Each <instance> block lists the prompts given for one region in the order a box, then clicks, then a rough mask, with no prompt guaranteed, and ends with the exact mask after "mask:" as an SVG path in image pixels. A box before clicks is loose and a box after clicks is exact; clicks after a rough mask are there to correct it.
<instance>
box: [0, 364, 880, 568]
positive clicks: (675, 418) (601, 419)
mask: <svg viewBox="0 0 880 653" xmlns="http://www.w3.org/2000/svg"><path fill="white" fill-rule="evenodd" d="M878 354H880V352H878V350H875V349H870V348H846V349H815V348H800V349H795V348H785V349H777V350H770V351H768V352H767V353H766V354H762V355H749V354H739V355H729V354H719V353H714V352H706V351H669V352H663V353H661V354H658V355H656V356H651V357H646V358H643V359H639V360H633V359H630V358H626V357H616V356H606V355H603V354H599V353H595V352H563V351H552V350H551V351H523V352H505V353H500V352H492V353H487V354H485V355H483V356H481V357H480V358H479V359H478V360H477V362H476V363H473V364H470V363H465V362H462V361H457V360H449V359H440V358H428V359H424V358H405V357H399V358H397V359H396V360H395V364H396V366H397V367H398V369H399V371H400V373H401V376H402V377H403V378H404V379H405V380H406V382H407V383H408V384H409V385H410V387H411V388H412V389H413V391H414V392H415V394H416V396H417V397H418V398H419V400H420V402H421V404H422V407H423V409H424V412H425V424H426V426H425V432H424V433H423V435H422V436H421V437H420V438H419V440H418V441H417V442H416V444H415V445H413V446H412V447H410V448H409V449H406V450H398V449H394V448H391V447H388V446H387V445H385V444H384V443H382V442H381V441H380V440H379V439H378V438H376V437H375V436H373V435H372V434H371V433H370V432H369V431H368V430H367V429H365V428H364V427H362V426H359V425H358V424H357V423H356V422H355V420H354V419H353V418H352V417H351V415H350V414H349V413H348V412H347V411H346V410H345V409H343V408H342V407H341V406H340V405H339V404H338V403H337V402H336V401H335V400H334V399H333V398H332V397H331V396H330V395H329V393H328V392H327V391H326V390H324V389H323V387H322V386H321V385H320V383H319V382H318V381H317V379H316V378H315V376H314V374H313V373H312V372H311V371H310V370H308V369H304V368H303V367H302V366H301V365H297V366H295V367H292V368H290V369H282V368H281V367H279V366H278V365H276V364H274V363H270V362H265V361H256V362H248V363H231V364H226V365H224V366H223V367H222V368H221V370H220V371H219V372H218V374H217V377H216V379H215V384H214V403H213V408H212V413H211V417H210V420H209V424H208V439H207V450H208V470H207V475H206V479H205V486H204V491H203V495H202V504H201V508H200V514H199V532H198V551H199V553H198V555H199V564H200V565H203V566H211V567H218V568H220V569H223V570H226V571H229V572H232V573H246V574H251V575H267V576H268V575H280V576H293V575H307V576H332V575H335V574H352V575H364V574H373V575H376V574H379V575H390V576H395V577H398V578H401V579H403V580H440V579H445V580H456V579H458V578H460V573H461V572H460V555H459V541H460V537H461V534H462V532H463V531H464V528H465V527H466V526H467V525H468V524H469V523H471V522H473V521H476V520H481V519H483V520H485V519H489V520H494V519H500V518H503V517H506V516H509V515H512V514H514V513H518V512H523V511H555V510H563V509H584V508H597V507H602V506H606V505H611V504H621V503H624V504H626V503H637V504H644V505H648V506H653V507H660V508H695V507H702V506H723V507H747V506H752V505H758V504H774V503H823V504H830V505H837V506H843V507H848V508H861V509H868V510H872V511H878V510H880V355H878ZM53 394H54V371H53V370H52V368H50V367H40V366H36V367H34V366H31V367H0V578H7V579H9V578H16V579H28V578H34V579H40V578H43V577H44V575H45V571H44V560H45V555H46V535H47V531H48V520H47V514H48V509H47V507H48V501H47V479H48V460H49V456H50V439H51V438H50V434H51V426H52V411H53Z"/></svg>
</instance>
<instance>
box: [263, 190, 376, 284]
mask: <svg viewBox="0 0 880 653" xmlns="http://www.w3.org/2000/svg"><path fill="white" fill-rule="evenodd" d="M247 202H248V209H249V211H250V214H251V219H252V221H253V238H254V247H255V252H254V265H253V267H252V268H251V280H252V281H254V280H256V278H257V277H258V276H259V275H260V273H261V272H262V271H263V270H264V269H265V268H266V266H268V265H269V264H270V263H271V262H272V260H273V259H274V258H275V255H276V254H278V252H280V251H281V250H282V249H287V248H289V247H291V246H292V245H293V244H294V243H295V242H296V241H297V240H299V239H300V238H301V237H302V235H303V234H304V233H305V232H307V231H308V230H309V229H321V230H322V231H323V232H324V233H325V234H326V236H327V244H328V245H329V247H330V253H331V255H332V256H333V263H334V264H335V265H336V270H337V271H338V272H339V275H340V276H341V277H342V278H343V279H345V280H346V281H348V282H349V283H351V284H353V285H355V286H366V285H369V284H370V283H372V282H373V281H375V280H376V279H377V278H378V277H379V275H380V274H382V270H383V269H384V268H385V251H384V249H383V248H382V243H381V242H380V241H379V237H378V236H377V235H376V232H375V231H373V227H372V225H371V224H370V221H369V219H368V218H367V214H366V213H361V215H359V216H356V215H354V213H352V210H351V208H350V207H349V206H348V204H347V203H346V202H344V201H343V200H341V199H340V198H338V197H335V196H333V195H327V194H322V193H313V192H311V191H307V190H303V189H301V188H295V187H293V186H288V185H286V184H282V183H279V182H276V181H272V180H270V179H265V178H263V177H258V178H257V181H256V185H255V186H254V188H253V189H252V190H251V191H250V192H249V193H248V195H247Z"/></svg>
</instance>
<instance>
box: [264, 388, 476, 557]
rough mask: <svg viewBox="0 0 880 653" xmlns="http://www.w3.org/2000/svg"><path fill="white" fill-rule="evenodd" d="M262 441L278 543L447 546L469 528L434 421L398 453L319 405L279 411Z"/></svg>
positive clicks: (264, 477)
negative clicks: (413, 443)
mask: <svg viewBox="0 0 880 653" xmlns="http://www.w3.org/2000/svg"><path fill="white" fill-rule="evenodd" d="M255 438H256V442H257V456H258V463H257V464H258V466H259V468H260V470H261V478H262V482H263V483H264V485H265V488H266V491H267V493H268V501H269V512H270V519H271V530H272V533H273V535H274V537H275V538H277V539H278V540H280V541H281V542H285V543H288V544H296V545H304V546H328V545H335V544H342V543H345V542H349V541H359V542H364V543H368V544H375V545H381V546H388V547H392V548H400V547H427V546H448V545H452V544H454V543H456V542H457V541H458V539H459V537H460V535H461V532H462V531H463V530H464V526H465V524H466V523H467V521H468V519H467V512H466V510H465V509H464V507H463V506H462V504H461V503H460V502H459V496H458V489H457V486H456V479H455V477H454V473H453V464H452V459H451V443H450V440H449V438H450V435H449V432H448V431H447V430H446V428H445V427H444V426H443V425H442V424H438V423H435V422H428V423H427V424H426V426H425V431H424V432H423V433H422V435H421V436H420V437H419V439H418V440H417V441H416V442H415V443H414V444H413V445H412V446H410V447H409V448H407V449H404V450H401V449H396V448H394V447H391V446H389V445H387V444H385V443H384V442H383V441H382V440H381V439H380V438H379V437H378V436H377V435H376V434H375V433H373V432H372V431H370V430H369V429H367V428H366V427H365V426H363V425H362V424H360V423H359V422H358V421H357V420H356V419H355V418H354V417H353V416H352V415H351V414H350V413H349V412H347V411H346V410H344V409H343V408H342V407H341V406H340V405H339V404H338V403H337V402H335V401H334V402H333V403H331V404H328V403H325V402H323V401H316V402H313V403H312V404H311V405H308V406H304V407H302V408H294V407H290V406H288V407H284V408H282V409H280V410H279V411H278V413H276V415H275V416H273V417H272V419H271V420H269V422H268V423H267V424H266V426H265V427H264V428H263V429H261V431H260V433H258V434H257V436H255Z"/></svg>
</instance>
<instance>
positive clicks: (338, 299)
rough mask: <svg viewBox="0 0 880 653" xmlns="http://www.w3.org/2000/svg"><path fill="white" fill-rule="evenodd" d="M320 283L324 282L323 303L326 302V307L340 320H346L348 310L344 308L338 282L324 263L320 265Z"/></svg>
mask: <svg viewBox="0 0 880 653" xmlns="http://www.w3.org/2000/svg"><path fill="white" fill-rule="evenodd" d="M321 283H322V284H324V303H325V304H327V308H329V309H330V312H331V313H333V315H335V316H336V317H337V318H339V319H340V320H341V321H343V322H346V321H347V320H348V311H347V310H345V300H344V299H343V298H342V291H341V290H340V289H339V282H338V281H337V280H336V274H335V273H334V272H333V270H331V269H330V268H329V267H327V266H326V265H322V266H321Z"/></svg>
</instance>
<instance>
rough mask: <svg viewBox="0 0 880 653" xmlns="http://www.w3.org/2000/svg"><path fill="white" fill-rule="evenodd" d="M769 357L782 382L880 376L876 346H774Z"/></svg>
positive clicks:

= = = = =

Reproduce exactly the stretch of the material above that starts at the line with "box: [263, 190, 376, 284]" and ends at the line with "441L278 543L447 546L469", both included, and nothing else.

box: [263, 190, 376, 284]
mask: <svg viewBox="0 0 880 653" xmlns="http://www.w3.org/2000/svg"><path fill="white" fill-rule="evenodd" d="M247 202H248V209H249V211H250V214H251V219H252V221H253V238H254V247H255V252H254V265H253V267H252V268H251V280H252V281H254V280H256V278H257V277H258V276H259V275H260V273H261V272H262V271H263V270H264V269H265V268H266V266H268V265H269V264H270V263H271V262H272V260H273V259H274V258H275V255H276V254H278V252H280V251H281V250H282V249H287V248H289V247H291V246H292V245H293V244H294V243H295V242H296V241H297V240H299V239H300V238H301V237H302V235H303V234H304V233H305V232H307V231H308V230H309V229H321V230H322V231H323V232H324V233H325V234H326V236H327V244H328V245H329V247H330V253H331V255H332V256H333V263H334V264H335V265H336V270H337V271H338V272H339V275H340V276H341V277H342V278H343V279H345V280H346V281H348V282H349V283H351V284H353V285H355V286H366V285H369V284H370V283H372V282H373V281H375V280H376V279H377V278H378V277H379V275H380V274H382V270H383V269H384V268H385V251H384V249H383V248H382V243H381V242H380V241H379V237H378V236H377V235H376V232H375V231H373V227H372V225H371V224H370V221H369V219H368V218H367V214H366V213H361V215H359V216H356V215H354V213H352V210H351V208H350V207H349V206H348V204H347V203H346V202H344V201H343V200H341V199H340V198H338V197H335V196H333V195H327V194H322V193H313V192H311V191H307V190H303V189H301V188H295V187H293V186H288V185H286V184H282V183H279V182H276V181H272V180H270V179H265V178H263V177H258V178H257V181H256V185H255V186H254V188H253V189H252V190H251V191H250V192H249V193H248V195H247Z"/></svg>
</instance>
<instance>
box: [264, 388, 476, 557]
rough mask: <svg viewBox="0 0 880 653" xmlns="http://www.w3.org/2000/svg"><path fill="white" fill-rule="evenodd" d="M262 441L278 543L447 546L469 528L434 421L398 453L319 405L279 411Z"/></svg>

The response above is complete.